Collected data
——————

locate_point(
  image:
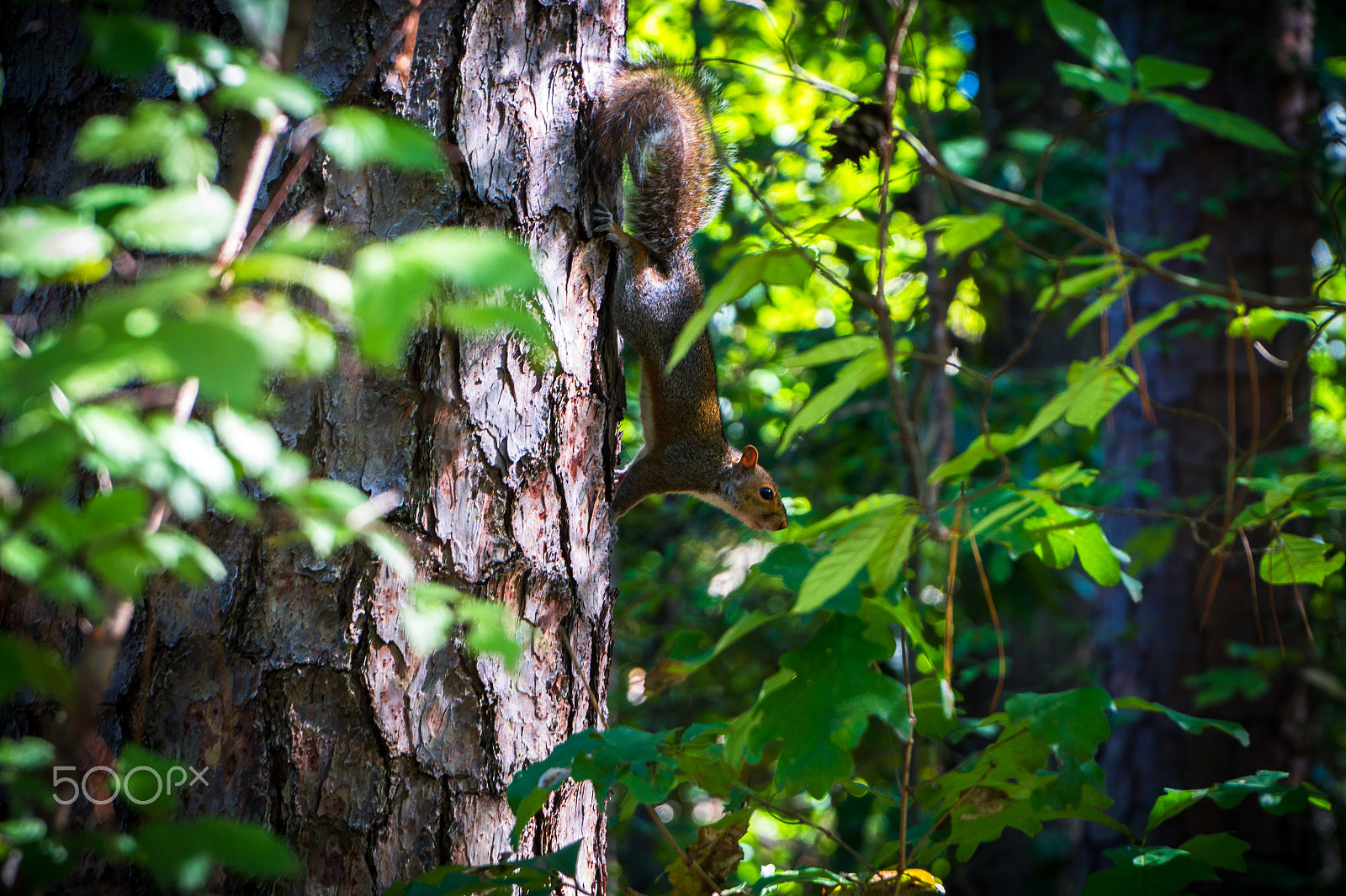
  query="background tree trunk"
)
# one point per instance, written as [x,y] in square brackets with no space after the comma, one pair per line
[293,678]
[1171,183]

——————

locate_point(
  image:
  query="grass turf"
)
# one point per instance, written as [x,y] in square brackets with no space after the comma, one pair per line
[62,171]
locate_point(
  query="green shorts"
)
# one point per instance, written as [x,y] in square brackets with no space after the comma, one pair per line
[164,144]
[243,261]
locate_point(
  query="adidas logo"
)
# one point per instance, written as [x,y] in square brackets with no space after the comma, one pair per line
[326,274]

——————

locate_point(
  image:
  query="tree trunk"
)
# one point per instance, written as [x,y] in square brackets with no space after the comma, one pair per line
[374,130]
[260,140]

——————

PROBLEM STATEMENT: Reproduce every line above containing "query".

TASK OUTPUT:
  query="background tree trunk"
  query="grass turf"
  query="green shorts"
  query="adidas logo"
  query="tree trunk"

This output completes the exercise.